## Excerpted passage:
4. And that was truly the beginning -- because you didn't need to hire someone to paint your portrait. Families framed photographs and hung them on the walls of their homes to honor grandparents and remember weddings and births or to help the aching heart that missed those who were miles away. In some cultures, people even took photos of their loved ones lying in coffins surrounded by flowers. But it was all about remembering. It was all about preserving and honoring the moment -- being in that moment.
A Talisman of Memory -- Mindfulness, Anyone?
In some ways, you could say that holding a photo of your sweetheart as a GI during World War II or glancing at one taped to your flight deck as a pilot during any conflict became a moment of mindfulness. The photo carried you away from the trauma of where you were and for brief moments you could be present to the person that you loved. Photos were and for some may still be -- a talisman of memory. Photos ignite thought.
But now there's the plethora. Taking photos and of so many things that are truly worthy of remembering and combining that with things you might forget in 15 minutes -- has changed our attitudes toward the photos themselves. We take a photo and delete. We worry about how we look, so we take bunches -- we probably always had that worry, but film was costly and you didn't SEE the photo until after it was developed. Photo phones changed that whole process and thus truly changed what picture-taking meant in the moment. Because it's not a moment -- it's a photo-shopped or deleted moment until the right moment comes along.
The Polaroid or Let's Get Naked
And let's not forget the Polaroid! It saved folks from the following scenario: you take your roll of film to the drugstore to be developed and when you return for it, you have to meet with a manager and maybe even a policeman. (This happened to a friend of mine as recently as the 90's. She took some photos of her children naked in the bathtub and too much anatomy was showing.)
But the Polaroid allowed people to take such photos -- because they developed right there in your home. Now of course, the concept of privacy isn't even on anyone's radar and thus some young people have been labeled sex offenders because they were not aware of the dangers of clicking and sharing without thinking first. Those images could hardly fit into some nostalgia category or talisman of memory or thought. Again -- change, change, change.
So What of My Photo History?
I have taken photos and my husband has, because we love family and want to remember our life with them. I didn't take such photos so I could put them somewhere for "Friends" to see and say WOW. (Well, maybe they wouldn't say that anyway)

Position identification entries:
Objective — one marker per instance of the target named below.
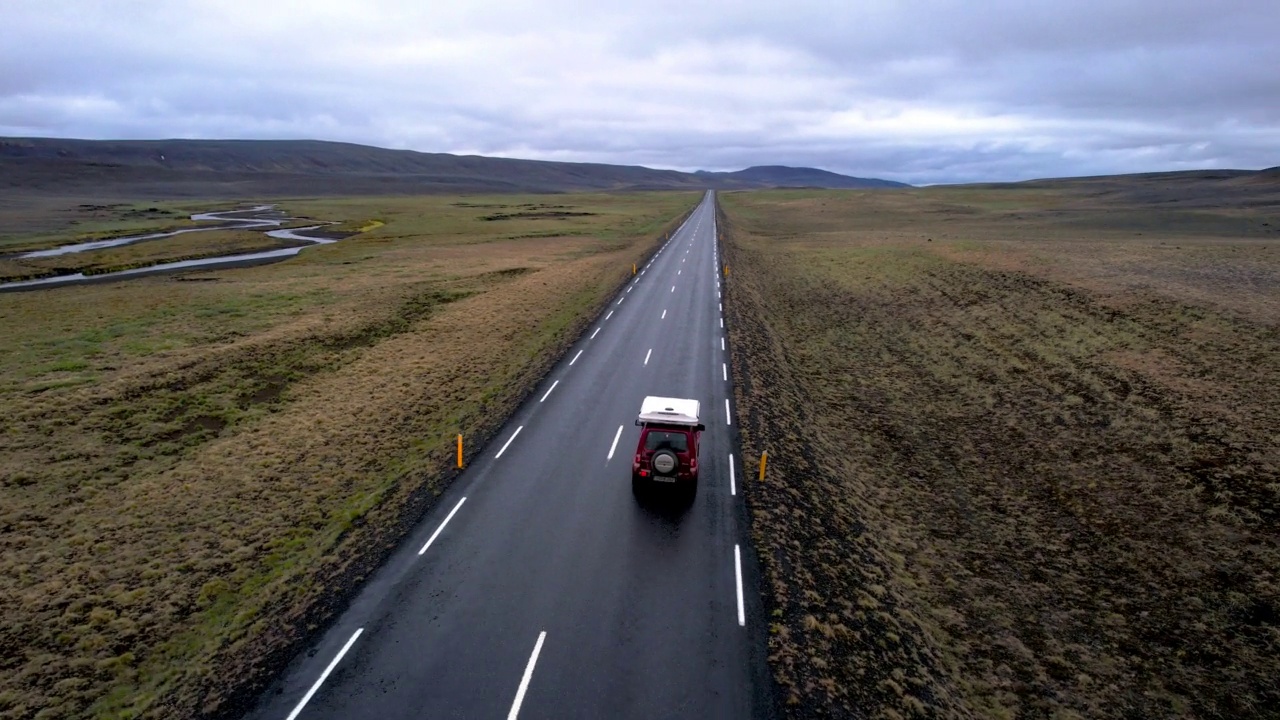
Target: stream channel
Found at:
(257, 217)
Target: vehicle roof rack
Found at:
(671, 410)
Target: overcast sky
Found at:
(913, 90)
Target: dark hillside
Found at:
(177, 168)
(782, 176)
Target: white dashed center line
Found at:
(732, 486)
(615, 446)
(529, 674)
(737, 574)
(325, 674)
(437, 533)
(522, 427)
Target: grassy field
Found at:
(35, 223)
(195, 469)
(187, 246)
(1024, 449)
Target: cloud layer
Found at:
(909, 90)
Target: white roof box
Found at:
(673, 410)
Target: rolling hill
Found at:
(179, 168)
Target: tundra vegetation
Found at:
(1024, 446)
(196, 468)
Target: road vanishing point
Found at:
(539, 587)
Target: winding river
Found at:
(257, 217)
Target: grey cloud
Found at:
(922, 91)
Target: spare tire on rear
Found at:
(664, 463)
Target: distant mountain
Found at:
(782, 176)
(205, 168)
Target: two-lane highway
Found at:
(539, 587)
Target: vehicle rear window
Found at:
(658, 440)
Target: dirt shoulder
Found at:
(1006, 478)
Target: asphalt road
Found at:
(539, 587)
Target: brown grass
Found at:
(1023, 451)
(197, 469)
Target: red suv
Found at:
(667, 452)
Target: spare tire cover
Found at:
(664, 463)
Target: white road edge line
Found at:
(522, 427)
(732, 486)
(615, 446)
(737, 573)
(449, 516)
(325, 674)
(529, 674)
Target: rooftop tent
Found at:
(671, 410)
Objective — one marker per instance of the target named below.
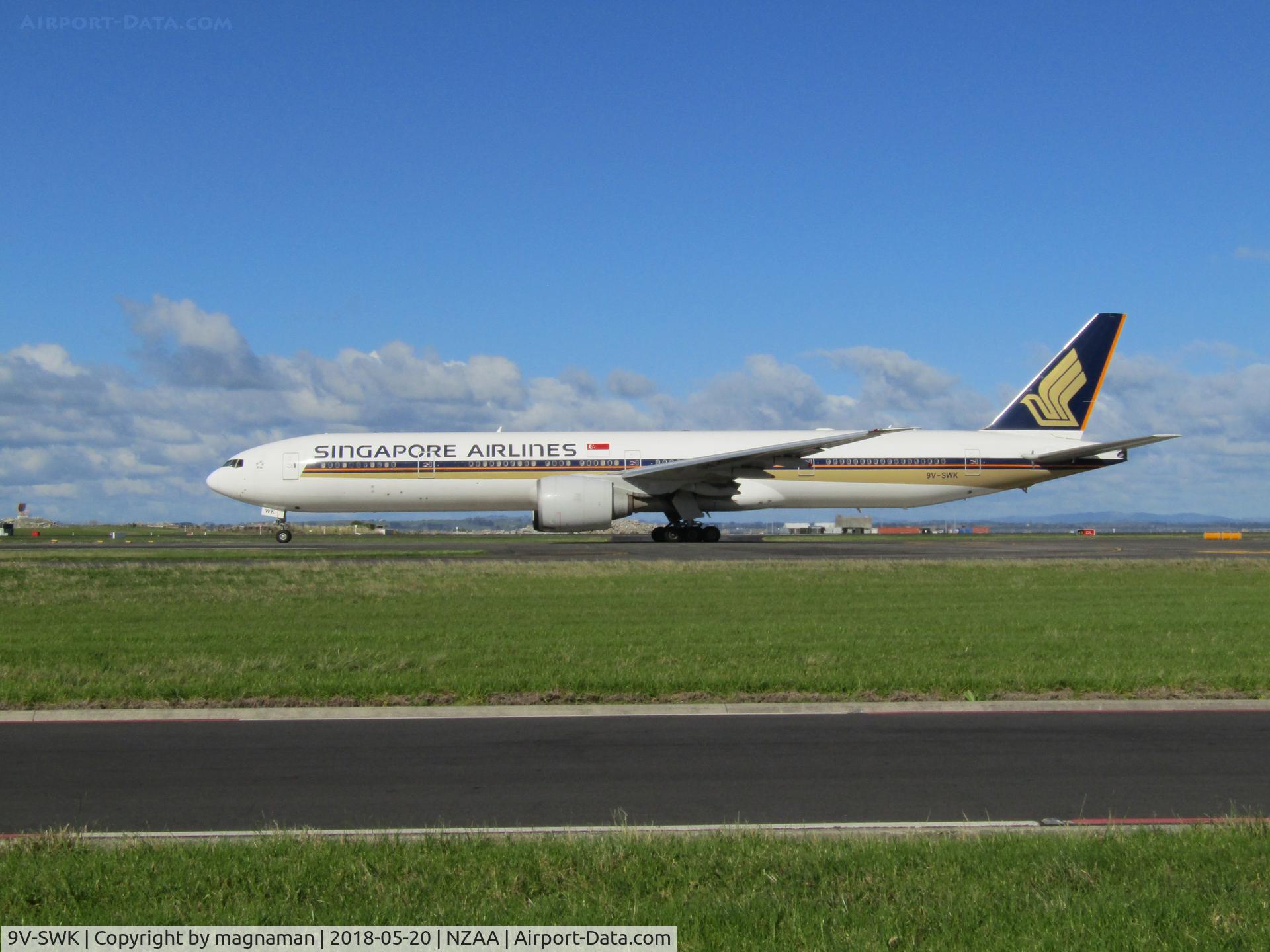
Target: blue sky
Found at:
(662, 192)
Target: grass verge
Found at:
(1203, 888)
(321, 631)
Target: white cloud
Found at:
(92, 441)
(50, 358)
(1253, 254)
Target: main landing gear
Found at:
(686, 532)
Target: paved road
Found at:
(940, 547)
(669, 770)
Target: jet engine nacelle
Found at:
(578, 503)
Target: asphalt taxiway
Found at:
(535, 771)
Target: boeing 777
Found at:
(578, 481)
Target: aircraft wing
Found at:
(1082, 452)
(720, 466)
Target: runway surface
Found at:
(654, 770)
(626, 547)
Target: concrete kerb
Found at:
(440, 713)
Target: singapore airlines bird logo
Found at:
(1050, 404)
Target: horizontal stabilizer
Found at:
(1087, 450)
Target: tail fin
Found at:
(1061, 397)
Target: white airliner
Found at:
(574, 481)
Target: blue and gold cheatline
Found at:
(1064, 394)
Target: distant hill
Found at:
(1113, 518)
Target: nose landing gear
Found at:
(686, 532)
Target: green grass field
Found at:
(317, 630)
(1206, 888)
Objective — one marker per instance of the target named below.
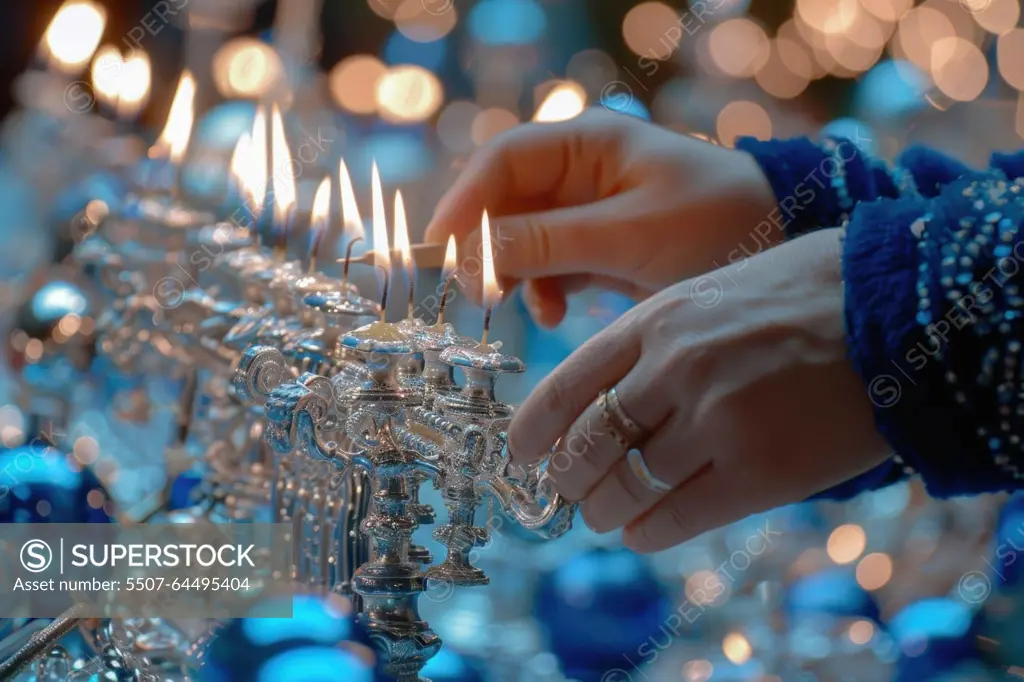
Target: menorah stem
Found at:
(390, 584)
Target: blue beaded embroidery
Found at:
(975, 268)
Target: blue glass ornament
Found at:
(39, 483)
(322, 641)
(1008, 561)
(598, 608)
(834, 592)
(933, 636)
(450, 666)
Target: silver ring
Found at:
(624, 428)
(635, 459)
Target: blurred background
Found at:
(891, 586)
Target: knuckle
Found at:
(629, 483)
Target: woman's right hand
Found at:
(609, 201)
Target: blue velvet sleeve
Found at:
(930, 373)
(935, 323)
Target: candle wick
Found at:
(384, 294)
(440, 311)
(412, 296)
(486, 326)
(348, 262)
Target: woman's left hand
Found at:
(740, 386)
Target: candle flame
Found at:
(566, 100)
(74, 35)
(492, 294)
(134, 86)
(175, 136)
(241, 162)
(349, 209)
(107, 72)
(401, 244)
(451, 259)
(381, 249)
(320, 219)
(255, 172)
(284, 181)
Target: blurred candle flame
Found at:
(176, 133)
(108, 68)
(284, 182)
(451, 258)
(254, 174)
(134, 85)
(492, 294)
(320, 219)
(401, 235)
(381, 249)
(241, 161)
(74, 35)
(566, 100)
(403, 248)
(349, 209)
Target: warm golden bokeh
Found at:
(409, 94)
(353, 83)
(741, 118)
(651, 30)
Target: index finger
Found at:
(559, 399)
(520, 165)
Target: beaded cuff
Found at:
(934, 320)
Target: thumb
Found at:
(581, 240)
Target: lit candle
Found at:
(403, 248)
(173, 141)
(284, 184)
(318, 221)
(108, 68)
(492, 294)
(354, 230)
(448, 273)
(349, 209)
(73, 36)
(255, 171)
(381, 250)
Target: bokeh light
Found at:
(861, 632)
(887, 10)
(828, 15)
(353, 83)
(247, 68)
(776, 78)
(736, 648)
(739, 47)
(919, 30)
(997, 16)
(108, 67)
(958, 68)
(875, 570)
(417, 23)
(74, 35)
(1010, 56)
(740, 119)
(563, 101)
(409, 94)
(652, 30)
(846, 544)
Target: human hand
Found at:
(748, 400)
(603, 200)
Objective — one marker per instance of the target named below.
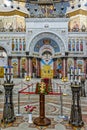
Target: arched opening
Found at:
(3, 61)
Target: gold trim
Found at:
(80, 11)
(14, 12)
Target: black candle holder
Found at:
(8, 111)
(76, 115)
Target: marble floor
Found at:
(53, 108)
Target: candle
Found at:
(79, 79)
(75, 71)
(71, 79)
(71, 71)
(79, 71)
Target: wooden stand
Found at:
(42, 120)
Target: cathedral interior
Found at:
(43, 40)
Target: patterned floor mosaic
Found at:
(52, 110)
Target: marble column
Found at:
(18, 66)
(9, 61)
(54, 67)
(30, 66)
(85, 67)
(38, 68)
(63, 66)
(66, 67)
(27, 66)
(75, 63)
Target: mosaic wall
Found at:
(75, 45)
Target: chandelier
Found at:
(47, 8)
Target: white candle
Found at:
(71, 79)
(75, 71)
(71, 71)
(75, 78)
(79, 71)
(79, 79)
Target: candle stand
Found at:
(8, 112)
(42, 120)
(83, 93)
(76, 115)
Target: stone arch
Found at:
(6, 45)
(48, 35)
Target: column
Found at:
(38, 68)
(63, 66)
(30, 66)
(66, 67)
(27, 66)
(54, 67)
(85, 67)
(19, 66)
(75, 64)
(9, 60)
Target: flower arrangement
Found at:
(41, 88)
(29, 108)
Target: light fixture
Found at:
(7, 2)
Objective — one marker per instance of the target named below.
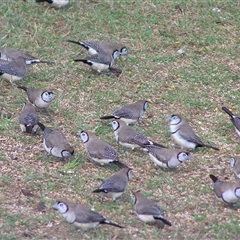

## Work instructions:
Decide whether each statement below agrees with the text about photographs, answering yes or no and quoting the words of the text that settle it.
1. With film, people could not see a photo until it had been developed.
2. Polaroid photos still had to be taken to a drugstore to be developed.
3. The writer took photos mainly so that "Friends" could see them.

## Full solution:
1. Yes: "you didn't SEE the photo until after it was developed"
2. No: "they developed right there in your home"
3. No: "I didn't take such photos so I could put them somewhere for "Friends" to see and say WOW."